**YOUR INSTRUCTIONS**. Reproduce the data that follows in its entirety, character for character.

**MATERIAL TO PROCESS**.
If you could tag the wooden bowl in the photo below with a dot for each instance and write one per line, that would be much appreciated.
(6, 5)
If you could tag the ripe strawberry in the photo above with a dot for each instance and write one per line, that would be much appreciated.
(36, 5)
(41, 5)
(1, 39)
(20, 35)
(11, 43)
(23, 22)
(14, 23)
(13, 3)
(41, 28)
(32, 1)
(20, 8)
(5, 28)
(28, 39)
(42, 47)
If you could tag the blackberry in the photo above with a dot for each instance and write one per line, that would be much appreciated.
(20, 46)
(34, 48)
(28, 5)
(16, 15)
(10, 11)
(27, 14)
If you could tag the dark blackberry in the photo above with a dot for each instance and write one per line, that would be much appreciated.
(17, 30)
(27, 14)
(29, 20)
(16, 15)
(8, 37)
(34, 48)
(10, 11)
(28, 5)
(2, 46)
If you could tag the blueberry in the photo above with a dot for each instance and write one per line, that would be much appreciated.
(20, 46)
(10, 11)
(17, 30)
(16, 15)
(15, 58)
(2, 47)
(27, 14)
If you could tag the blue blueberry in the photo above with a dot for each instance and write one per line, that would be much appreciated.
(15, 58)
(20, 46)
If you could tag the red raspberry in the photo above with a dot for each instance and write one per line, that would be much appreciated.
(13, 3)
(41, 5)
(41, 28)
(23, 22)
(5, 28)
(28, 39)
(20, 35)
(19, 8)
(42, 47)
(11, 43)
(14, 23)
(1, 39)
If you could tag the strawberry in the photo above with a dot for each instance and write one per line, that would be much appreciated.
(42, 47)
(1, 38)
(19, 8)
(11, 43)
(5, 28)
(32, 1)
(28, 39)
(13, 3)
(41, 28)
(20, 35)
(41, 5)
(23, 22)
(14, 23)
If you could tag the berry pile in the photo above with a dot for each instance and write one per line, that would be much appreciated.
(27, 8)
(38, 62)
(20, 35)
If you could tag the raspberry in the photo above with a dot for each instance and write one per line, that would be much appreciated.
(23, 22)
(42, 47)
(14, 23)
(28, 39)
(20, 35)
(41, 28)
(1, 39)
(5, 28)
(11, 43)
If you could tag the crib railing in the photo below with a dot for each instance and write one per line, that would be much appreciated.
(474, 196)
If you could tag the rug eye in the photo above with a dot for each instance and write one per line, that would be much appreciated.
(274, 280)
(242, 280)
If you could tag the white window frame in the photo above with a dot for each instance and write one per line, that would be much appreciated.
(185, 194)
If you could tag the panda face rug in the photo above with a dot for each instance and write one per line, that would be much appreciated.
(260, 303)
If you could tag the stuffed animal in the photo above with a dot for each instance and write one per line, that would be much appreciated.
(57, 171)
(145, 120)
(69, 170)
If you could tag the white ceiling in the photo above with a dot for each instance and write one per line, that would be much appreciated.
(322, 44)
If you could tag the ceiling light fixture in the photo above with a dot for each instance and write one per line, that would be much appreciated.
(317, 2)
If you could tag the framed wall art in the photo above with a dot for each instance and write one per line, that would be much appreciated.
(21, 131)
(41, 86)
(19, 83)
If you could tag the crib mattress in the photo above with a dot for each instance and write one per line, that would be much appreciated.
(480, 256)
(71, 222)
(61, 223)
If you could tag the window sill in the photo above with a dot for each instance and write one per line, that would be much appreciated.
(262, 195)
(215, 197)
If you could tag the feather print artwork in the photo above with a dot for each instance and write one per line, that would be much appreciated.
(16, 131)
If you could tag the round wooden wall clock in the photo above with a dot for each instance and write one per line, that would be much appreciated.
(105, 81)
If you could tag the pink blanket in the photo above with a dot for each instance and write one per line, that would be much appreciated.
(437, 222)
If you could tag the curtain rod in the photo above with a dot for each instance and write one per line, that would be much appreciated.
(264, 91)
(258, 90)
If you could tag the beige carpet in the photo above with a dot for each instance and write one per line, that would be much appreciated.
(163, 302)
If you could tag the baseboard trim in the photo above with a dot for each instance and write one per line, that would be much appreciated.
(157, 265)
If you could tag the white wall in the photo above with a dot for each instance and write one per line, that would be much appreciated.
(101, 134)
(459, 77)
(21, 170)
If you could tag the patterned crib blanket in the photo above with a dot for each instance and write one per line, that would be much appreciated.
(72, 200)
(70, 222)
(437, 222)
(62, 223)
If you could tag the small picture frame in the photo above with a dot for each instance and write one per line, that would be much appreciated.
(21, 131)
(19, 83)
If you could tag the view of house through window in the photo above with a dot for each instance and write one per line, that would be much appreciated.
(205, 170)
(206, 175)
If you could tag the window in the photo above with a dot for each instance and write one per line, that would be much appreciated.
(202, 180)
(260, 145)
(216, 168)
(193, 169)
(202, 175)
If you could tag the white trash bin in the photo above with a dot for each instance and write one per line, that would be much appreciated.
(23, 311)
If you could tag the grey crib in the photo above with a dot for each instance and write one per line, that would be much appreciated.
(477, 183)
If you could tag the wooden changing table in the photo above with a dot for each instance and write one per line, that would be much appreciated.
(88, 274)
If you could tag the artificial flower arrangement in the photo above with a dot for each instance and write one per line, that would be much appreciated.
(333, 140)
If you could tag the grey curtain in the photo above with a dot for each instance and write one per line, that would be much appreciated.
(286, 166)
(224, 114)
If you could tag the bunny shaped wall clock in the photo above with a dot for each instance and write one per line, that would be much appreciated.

**ANSWER IN FULL**.
If you could tag the wooden bowl in the photo below with a dot for each instance and write one per line, that would be much appreciated.
(6, 5)
If you could tag the ripe strawberry in the photo above with a dot for each instance and write one per line, that would be much appreciated.
(36, 5)
(41, 5)
(1, 39)
(20, 35)
(11, 43)
(23, 22)
(14, 23)
(13, 3)
(41, 28)
(32, 1)
(20, 8)
(5, 28)
(28, 39)
(42, 47)
If you could tag the blackberry in the photo above with a dot for each instance and write one per line, that would be much appreciated.
(20, 46)
(34, 48)
(28, 5)
(16, 15)
(10, 11)
(27, 14)
If you could tag the dark blackberry in the photo above with a dot for each instance and write one per line, that would be much appreciated.
(17, 30)
(27, 14)
(29, 20)
(16, 15)
(8, 37)
(34, 48)
(10, 11)
(28, 5)
(2, 46)
If you could tag the blueberry in the photo above with a dot for each instance and write one per line, that would be much appreciated.
(20, 46)
(10, 11)
(17, 30)
(16, 15)
(15, 58)
(2, 47)
(27, 14)
If you could tag the blue blueberry in the photo above with a dot for each instance and write one per line, that would be much appreciated.
(15, 58)
(20, 46)
If you could tag the red raspberry in the photo above with a dot for each instance and write one per line, that would be much appreciated.
(13, 3)
(41, 5)
(41, 28)
(23, 22)
(5, 28)
(28, 39)
(20, 35)
(19, 8)
(42, 47)
(11, 43)
(14, 23)
(1, 39)
If you could tag the strawberry in the photo above with a dot for each instance and write one per line, that would be much appreciated.
(42, 47)
(1, 38)
(19, 8)
(11, 43)
(5, 28)
(32, 1)
(28, 39)
(13, 3)
(41, 28)
(20, 35)
(41, 5)
(23, 22)
(14, 23)
If you could tag the berry pile in the photo above with a dot for each instance and write one per line, that would be much appreciated.
(27, 8)
(38, 62)
(20, 35)
If you could tag the raspberry in the photo above with a dot for each instance and write one per line, that would be much appreciated.
(23, 22)
(42, 47)
(14, 23)
(28, 39)
(20, 35)
(41, 28)
(1, 39)
(5, 28)
(11, 43)
If you could tag the crib railing in the photo below with a dot for each instance and write one per line, that would be much appreciated.
(474, 196)
If you could tag the rug eye in the photo above with a dot for each instance and write one per line, that would be much appreciated.
(274, 280)
(242, 280)
If you could tag the white window frame in the photo above with a dot for each instance and write one per line, that would be much appreciated.
(185, 194)
If you could tag the panda face rug in the photo above with a dot for each instance and write one per line, that would be much appreciated.
(260, 303)
If you could tag the stuffed animal in the photo above with a dot for each instance and write one per line, that would be much appreciated.
(57, 171)
(145, 120)
(69, 170)
If you could tag the white ceiling in the photo above with a dot for each instance and write one per line, that would be much appreciated.
(322, 44)
If you could tag the ceiling light fixture in the photo above with a dot for each instance and write one per line, that would be much appreciated.
(317, 2)
If you could tag the framed wall art in the photo above with a dot for each instance and write one per line, that would be much appreciated.
(21, 131)
(41, 86)
(19, 83)
If you could tag the crib mattress in the photo above with a dot for each instance and write one per line, that would be much appreciated.
(480, 256)
(71, 222)
(61, 223)
If you could tag the window sill in the photo above with a dot for each instance and write one per line, that would be much appreciated.
(262, 195)
(215, 197)
If you could tag the feather print artwork in the photo above with a dot for each instance and write one per line, that would be much appreciated.
(16, 131)
If you could tag the round wooden wall clock in the photo above with a dot for each instance and write one per line, that would be much appreciated.
(105, 81)
If you could tag the pink blanket in the photo above with a dot for each instance and write one per line, that would be much appreciated.
(437, 222)
If you could tag the curtain rod in the photo above with a dot for each instance and write one per line, that would be much appreciated.
(264, 91)
(258, 90)
If you could tag the beige carpet in the photo above with a dot for each instance and write one per line, that would be much appreciated.
(163, 302)
If you could tag the baseboard trim in the photo above with a dot for each instance and write one per line, that would be much appreciated.
(157, 265)
If you could tag the white wall in the photo above with a dot for each instance and write one per line, that would be much appreciated.
(101, 134)
(459, 77)
(21, 170)
If you could tag the patterned crib blanket in the photo above with a dot for each instance and write one per line, that would be much appreciated.
(72, 200)
(70, 222)
(437, 222)
(62, 223)
If you could tag the small picture frame in the photo above with a dot for each instance and write one per line, that would be much appreciated.
(21, 131)
(19, 83)
If you could tag the view of house through window in the photo above with a dot for each instance and write one per line, that would be much appreciated.
(205, 170)
(206, 175)
If you could tag the window in the photo above with a dot for each instance and write one per line, that would be much appreciated.
(202, 180)
(260, 145)
(216, 168)
(193, 169)
(202, 175)
If you could tag the white trash bin in the photo above with a dot for each instance and write one per line, that would be much appreciated.
(23, 311)
If you could tag the grey crib in the photo above with a dot for each instance and write one per line, that would be much appreciated.
(477, 183)
If you could tag the wooden changing table in the photo above with a dot for each instance and write one per line, that would be much appreciated.
(88, 274)
If you could tag the artificial flower arrangement in the photo above with a dot for each instance and write one per line, that would be much appreciated.
(333, 140)
If you could tag the grey curtain in the photo above with a dot for each instance and write one per line, that would be much appreciated.
(286, 166)
(224, 114)
If you could tag the bunny shaped wall clock in the photo above with a dot for each instance and write one per line, that would be much appreciated.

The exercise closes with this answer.